WRITTEN PROBLEM>
Copy the records below word for word, from their first line through the line that contains "point(1070, 386)", including that line.
● ● ●
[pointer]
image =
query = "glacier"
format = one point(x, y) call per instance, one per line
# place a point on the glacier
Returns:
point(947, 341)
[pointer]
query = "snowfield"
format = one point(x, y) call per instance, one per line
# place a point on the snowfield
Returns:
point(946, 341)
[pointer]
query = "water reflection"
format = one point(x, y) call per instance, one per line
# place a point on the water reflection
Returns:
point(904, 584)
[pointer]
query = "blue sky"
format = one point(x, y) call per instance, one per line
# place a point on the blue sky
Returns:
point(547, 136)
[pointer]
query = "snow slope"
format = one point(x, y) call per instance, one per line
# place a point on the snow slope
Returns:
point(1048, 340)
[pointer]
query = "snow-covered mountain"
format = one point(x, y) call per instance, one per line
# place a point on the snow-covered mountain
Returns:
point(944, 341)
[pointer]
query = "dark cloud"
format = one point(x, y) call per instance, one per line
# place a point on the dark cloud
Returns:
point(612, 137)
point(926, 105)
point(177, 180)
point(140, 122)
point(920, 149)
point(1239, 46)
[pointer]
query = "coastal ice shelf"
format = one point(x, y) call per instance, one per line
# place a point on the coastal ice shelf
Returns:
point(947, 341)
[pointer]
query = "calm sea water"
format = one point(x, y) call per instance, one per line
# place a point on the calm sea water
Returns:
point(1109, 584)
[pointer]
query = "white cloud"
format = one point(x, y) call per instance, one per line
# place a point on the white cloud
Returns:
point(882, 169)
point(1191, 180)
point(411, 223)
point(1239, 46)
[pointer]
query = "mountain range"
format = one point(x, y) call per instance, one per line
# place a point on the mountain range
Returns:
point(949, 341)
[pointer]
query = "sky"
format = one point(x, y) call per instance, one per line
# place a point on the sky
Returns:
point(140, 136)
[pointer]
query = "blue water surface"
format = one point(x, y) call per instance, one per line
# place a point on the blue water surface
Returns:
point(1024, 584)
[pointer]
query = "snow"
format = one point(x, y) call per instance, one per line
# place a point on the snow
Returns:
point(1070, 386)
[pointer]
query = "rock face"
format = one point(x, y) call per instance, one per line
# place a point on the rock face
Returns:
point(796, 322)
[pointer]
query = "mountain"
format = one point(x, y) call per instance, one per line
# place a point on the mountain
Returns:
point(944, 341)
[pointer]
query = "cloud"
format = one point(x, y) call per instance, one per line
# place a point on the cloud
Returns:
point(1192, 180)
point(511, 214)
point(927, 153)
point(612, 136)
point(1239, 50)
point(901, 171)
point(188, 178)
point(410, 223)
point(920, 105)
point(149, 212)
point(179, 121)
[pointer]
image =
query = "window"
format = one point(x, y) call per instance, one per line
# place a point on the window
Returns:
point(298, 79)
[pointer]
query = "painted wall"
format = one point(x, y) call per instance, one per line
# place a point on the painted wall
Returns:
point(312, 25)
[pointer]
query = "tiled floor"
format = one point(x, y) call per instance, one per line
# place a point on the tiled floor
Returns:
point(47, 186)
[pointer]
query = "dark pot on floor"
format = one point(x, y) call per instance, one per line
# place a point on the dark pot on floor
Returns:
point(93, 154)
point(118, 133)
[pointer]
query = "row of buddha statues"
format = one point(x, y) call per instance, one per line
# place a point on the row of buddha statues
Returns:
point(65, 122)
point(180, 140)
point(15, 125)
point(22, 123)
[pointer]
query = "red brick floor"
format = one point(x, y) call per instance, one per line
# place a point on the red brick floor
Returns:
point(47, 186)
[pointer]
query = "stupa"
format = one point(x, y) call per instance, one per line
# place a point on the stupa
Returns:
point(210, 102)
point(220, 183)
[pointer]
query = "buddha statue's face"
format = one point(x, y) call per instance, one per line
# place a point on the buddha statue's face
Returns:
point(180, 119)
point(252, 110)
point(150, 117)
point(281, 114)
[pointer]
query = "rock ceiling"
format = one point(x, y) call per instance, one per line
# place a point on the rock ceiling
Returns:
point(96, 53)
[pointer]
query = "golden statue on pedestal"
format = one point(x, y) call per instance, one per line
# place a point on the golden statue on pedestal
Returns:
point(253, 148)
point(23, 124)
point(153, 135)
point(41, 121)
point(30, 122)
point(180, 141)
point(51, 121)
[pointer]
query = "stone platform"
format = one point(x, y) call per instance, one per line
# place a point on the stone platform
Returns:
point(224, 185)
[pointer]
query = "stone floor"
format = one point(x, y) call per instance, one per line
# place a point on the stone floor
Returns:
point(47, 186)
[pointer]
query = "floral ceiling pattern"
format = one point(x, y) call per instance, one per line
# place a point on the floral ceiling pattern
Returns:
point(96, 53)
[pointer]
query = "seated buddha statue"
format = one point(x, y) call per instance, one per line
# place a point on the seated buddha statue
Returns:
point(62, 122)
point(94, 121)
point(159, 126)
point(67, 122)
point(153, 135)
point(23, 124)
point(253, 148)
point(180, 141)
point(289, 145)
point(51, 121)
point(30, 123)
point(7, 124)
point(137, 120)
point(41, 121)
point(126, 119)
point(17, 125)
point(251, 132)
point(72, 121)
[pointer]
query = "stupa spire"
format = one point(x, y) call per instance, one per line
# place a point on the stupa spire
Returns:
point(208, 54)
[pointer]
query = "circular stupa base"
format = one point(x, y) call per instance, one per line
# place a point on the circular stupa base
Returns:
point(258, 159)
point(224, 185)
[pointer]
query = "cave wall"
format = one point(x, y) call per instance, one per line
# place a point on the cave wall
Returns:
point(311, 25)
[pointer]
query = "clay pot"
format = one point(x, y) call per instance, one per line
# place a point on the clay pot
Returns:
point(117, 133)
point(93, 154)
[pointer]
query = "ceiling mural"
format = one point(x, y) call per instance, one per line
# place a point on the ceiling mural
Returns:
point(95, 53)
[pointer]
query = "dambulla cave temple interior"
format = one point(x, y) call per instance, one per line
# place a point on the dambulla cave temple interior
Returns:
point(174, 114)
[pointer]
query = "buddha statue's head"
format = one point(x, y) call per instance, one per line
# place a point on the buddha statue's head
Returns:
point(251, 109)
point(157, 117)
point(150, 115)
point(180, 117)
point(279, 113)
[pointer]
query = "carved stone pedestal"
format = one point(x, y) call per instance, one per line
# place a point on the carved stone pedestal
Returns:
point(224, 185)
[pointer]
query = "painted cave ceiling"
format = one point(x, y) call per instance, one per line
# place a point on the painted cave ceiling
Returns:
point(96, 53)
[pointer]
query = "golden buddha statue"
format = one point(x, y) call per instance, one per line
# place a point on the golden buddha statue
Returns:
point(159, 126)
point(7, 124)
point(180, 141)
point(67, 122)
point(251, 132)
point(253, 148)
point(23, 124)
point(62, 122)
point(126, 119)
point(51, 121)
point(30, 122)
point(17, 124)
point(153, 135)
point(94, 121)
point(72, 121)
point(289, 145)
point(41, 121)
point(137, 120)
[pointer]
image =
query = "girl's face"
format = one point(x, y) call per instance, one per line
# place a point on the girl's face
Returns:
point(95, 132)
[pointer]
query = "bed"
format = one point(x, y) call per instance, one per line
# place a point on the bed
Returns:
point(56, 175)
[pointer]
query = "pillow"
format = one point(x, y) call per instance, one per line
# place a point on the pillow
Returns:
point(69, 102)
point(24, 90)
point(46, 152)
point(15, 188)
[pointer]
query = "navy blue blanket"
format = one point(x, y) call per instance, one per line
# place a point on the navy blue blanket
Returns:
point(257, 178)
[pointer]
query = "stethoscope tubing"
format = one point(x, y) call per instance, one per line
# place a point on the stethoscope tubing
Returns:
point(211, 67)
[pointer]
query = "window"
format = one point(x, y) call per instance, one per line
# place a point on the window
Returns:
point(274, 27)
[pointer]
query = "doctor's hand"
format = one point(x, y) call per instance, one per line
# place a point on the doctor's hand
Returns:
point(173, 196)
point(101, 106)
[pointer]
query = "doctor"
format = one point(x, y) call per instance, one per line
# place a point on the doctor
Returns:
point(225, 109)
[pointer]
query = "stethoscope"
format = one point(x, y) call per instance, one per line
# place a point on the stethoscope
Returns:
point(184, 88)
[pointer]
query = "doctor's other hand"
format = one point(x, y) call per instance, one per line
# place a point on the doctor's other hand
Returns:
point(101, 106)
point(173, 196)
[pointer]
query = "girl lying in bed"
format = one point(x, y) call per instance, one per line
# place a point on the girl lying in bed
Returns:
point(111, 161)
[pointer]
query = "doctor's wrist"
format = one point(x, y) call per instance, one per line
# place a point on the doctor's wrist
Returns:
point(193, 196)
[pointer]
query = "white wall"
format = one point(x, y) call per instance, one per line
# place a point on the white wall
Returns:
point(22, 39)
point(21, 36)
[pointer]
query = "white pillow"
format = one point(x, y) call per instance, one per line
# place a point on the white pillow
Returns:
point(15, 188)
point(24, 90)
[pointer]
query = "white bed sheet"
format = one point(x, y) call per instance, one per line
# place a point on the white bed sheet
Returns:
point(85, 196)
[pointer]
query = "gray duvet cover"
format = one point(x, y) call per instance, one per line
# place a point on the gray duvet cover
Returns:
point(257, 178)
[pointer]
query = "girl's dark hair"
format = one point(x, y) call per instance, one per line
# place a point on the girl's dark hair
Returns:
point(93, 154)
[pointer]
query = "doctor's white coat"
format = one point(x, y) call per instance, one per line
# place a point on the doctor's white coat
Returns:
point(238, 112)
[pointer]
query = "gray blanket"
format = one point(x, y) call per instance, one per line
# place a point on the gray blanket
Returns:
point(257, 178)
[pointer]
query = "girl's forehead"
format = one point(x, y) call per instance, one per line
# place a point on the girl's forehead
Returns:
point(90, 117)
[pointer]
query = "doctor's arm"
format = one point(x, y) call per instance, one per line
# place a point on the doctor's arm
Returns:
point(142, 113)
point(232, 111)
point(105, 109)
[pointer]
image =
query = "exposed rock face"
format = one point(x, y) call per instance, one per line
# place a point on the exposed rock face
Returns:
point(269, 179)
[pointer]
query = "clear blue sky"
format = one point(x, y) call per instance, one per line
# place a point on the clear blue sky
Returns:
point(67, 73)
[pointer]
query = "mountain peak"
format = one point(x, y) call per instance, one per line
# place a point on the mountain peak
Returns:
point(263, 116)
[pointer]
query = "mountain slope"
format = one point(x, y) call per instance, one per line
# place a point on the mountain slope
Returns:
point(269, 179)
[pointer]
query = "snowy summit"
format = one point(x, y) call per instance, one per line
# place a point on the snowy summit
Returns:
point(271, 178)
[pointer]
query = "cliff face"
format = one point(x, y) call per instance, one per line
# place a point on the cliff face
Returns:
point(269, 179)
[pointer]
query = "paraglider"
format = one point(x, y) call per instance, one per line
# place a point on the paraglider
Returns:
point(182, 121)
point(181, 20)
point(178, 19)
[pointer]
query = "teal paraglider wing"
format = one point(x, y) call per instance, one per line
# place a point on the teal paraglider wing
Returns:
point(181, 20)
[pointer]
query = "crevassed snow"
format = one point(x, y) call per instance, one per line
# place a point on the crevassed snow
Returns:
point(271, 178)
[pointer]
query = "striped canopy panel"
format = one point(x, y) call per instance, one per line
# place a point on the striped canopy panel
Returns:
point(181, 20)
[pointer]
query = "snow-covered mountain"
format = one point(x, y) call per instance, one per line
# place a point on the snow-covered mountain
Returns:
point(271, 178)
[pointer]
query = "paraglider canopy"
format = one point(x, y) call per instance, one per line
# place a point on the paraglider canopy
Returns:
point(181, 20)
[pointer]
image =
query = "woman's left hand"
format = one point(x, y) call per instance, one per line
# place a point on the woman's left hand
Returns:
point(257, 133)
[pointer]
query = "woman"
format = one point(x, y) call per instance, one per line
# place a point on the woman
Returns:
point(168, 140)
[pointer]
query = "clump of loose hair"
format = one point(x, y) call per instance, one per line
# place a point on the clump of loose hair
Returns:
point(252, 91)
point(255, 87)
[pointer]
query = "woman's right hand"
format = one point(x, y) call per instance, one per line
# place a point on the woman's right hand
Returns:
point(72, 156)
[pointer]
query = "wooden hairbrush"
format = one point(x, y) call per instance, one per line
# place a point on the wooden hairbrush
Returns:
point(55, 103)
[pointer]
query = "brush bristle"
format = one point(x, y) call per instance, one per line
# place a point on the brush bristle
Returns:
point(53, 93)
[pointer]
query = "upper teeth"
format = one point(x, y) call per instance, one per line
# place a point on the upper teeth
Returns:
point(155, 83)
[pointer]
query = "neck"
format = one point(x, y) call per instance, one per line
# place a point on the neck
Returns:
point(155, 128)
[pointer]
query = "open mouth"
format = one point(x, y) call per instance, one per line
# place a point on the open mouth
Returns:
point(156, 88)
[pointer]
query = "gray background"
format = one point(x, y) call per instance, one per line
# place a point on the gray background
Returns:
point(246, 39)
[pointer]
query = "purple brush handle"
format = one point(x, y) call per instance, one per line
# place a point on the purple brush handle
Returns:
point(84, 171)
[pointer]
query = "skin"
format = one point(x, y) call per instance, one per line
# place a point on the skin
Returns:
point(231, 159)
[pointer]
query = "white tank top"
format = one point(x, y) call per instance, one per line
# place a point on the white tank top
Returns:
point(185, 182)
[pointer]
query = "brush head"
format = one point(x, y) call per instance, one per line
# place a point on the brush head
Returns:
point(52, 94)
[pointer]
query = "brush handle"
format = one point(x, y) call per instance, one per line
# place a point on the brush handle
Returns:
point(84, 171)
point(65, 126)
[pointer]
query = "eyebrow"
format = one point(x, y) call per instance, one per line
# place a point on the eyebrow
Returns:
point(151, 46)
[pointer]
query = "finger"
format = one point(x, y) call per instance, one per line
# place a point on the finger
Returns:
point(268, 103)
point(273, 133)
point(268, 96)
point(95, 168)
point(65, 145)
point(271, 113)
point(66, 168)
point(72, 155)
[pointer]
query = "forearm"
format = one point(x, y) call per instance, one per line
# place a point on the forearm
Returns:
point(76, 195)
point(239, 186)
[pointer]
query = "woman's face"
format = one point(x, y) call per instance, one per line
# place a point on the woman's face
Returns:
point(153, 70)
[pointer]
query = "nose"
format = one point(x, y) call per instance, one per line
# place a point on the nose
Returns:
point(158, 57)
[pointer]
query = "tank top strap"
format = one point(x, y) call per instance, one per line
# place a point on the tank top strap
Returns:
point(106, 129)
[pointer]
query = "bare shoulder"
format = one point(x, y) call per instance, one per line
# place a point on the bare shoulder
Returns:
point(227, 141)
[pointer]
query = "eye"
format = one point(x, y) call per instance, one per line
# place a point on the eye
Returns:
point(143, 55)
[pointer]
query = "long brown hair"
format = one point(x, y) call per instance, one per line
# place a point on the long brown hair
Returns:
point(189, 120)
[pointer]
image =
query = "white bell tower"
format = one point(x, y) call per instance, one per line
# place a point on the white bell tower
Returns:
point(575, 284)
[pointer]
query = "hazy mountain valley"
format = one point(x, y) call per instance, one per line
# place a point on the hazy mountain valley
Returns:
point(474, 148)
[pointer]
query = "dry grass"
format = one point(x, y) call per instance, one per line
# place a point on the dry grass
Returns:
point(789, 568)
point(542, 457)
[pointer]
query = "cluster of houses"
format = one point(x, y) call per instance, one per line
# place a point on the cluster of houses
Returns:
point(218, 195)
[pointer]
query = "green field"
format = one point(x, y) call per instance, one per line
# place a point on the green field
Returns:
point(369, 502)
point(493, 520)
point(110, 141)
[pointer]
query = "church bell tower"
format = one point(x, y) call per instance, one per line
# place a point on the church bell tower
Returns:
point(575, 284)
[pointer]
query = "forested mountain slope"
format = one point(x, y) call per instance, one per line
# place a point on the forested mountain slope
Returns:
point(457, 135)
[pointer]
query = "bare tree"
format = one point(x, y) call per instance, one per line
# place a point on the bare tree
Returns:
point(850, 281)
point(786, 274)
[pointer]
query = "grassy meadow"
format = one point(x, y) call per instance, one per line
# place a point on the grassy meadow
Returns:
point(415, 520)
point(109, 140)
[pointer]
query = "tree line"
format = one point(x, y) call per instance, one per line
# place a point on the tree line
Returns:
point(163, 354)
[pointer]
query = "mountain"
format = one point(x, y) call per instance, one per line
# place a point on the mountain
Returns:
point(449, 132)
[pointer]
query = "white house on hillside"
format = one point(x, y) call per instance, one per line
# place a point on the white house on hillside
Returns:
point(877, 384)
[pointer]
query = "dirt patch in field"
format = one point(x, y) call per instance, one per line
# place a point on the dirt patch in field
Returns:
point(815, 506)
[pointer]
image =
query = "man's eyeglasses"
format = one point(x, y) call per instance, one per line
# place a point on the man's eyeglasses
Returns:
● ● ●
SOLVED EXERCISE>
[pointer]
image =
query = "glacier"
format = one point(x, y) call per instance, one per line
# place a point on the glacier
Returns:
point(947, 341)
[pointer]
query = "snowfield"
format = one point(x, y) call per instance, one per line
# place a point on the snowfield
Returns:
point(946, 341)
[pointer]
query = "water reflection"
format = one point(x, y) call per instance, one per line
# place a point on the water reflection
Returns:
point(904, 584)
[pointer]
query = "blue sky"
format = one point(x, y) call per instance, one per line
# place a point on the blue sky
Returns:
point(547, 136)
[pointer]
query = "snow slope"
format = one point(x, y) call per instance, one per line
# place a point on the snow slope
Returns:
point(1048, 340)
[pointer]
query = "snow-covered mountain"
format = one point(x, y) call per instance, one per line
# place a point on the snow-covered mountain
Returns:
point(944, 341)
[pointer]
query = "dark cloud"
format = one point(x, y) call per instance, one per line
# place a point on the dark cloud
Returns:
point(612, 137)
point(926, 105)
point(177, 180)
point(140, 122)
point(920, 149)
point(1239, 46)
[pointer]
query = "coastal ice shelf"
format = one point(x, y) call per instance, one per line
# place a point on the coastal ice shelf
Returns:
point(947, 341)
[pointer]
query = "calm sea water"
format = one point(x, y) call per instance, one per line
# place a point on the calm sea water
Returns:
point(1109, 584)
[pointer]
query = "white cloud"
format = one point(x, y) call per instance, one per line
# place a point on the white cloud
Returns:
point(882, 169)
point(1191, 180)
point(411, 223)
point(1239, 46)
[pointer]
query = "mountain range"
format = one point(x, y) call per instance, one per line
# place a point on the mountain range
Returns:
point(949, 341)
[pointer]
query = "sky"
format = one point(x, y) call per instance, one per line
# place a point on the sky
Returns:
point(140, 136)
[pointer]
query = "blue water surface"
format = one point(x, y) call per instance, one per line
# place a point on the blue water surface
Returns:
point(1024, 584)
[pointer]
query = "snow"
format = one point(x, y) call per instance, one per line
# place a point on the snow
Returns:
point(1070, 386)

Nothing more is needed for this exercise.